DOCUMENT EXCERPT:
Beyond Meat said grocery sales volume in the US during Q4 lost 19.5% to $49.98 million. The company tied the sales slump to low demand, high discounts, market share loss, and five fewer shipping days than the previous year.
Shares of Los Angeles-based producer of plant-based meat substitutes Beyond Meat (NASDAQ: BYND) declined on the 24th of February after the company reported losses for its Q4.
The company announced that losses for the quarter were wider-than-expected, and quarterly revenue also shrank. This came as the plant-based meat substitutes manufacturer transitioned from sinking grocery sales to large-scale production for fast-food. In reaction to the Q4 announcement, Beyond Meat shed 11% in after-hours trading.
BYND has been recording steady declines over the past year, including a 24.80% dip in its year-to-date record.
While January was about the unveiling of KFC Beyond Fried Chicken, February came with McDonald’s McPlant burger, made with Beyond’s beef patty substitute. In addition to the new business, the company also intends to cut back on expenses. Despite these, BYND dropped in extended trading as the company predicted a disappointing revenue for 2022.

PROVIDED RECORDS:

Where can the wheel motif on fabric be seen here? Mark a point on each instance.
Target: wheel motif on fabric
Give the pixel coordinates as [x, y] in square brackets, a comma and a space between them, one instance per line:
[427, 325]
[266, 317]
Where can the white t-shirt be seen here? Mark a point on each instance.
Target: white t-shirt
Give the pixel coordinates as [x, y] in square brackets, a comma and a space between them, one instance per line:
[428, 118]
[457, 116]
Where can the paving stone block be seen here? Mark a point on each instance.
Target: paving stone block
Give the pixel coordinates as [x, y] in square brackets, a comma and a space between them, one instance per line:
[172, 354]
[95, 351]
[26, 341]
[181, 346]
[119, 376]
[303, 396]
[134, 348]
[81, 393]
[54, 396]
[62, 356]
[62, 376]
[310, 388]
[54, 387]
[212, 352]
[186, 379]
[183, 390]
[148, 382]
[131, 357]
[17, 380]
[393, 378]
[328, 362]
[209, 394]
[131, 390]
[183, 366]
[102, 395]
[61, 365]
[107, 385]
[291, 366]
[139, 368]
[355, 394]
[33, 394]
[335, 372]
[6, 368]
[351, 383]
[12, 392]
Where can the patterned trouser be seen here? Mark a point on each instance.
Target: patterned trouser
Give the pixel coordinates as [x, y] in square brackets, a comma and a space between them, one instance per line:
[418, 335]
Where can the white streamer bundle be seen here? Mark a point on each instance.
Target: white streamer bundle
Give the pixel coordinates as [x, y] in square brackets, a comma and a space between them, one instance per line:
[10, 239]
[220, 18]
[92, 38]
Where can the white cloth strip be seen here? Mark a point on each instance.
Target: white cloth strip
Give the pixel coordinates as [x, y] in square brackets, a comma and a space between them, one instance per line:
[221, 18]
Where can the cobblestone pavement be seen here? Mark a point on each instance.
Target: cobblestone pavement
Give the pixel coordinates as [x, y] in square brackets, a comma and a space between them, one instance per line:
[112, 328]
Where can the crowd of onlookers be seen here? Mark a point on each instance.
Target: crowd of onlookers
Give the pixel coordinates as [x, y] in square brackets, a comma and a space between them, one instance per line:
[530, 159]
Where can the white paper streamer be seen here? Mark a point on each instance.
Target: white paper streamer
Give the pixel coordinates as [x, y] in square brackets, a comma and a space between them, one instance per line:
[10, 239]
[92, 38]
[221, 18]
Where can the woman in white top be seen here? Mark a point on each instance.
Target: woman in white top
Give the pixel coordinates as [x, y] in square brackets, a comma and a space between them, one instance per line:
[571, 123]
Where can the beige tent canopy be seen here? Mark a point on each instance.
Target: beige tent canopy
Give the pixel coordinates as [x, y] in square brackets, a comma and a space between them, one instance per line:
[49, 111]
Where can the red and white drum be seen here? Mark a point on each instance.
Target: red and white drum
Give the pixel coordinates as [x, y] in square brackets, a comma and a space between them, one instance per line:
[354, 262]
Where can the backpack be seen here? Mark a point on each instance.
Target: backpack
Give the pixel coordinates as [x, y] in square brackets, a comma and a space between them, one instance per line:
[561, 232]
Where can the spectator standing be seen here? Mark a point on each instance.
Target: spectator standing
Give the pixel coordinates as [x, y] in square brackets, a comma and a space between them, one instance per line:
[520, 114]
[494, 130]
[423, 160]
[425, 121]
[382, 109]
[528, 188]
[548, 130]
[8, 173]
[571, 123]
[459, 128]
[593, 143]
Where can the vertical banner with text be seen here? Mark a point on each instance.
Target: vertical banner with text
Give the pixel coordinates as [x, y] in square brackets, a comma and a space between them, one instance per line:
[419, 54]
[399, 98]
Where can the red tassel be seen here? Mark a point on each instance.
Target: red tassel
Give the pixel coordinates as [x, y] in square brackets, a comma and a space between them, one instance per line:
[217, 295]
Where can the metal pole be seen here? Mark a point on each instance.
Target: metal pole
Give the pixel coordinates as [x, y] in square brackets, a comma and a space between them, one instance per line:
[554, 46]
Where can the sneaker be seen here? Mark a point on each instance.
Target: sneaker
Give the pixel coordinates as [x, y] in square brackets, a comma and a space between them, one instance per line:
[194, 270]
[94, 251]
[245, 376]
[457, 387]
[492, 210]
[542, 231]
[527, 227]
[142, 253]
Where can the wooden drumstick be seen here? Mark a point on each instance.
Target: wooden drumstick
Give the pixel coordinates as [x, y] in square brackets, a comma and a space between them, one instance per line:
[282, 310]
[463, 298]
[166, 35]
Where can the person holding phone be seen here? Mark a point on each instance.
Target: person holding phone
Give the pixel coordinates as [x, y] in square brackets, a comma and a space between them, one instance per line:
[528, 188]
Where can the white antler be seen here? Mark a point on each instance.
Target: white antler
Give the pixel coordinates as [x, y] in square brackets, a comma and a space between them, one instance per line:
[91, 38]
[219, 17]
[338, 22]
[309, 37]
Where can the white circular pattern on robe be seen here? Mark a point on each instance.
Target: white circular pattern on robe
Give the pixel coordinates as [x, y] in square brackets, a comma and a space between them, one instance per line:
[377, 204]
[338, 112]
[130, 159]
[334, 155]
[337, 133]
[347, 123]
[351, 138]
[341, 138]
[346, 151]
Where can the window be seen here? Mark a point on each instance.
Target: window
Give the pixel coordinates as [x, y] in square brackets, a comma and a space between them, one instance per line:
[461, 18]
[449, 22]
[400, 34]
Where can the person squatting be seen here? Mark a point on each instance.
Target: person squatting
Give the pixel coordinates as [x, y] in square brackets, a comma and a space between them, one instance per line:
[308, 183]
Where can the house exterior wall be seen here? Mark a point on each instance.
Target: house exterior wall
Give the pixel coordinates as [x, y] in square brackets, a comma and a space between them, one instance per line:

WORK INSTRUCTION: Can you edit the Beyond Meat article above by giving everything from "BYND has been" down to "revenue for 2022." again, with each "BYND" replaced by "Beyond Meat stock"?

ANSWER SPACE:
Beyond Meat stock has been recording steady declines over the past year, including a 24.80% dip in its year-to-date record.
While January was about the unveiling of KFC Beyond Fried Chicken, February came with McDonald’s McPlant burger, made with Beyond’s beef patty substitute. In addition to the new business, the company also intends to cut back on expenses. Despite these, Beyond Meat stock dropped in extended trading as the company predicted a disappointing revenue for 2022.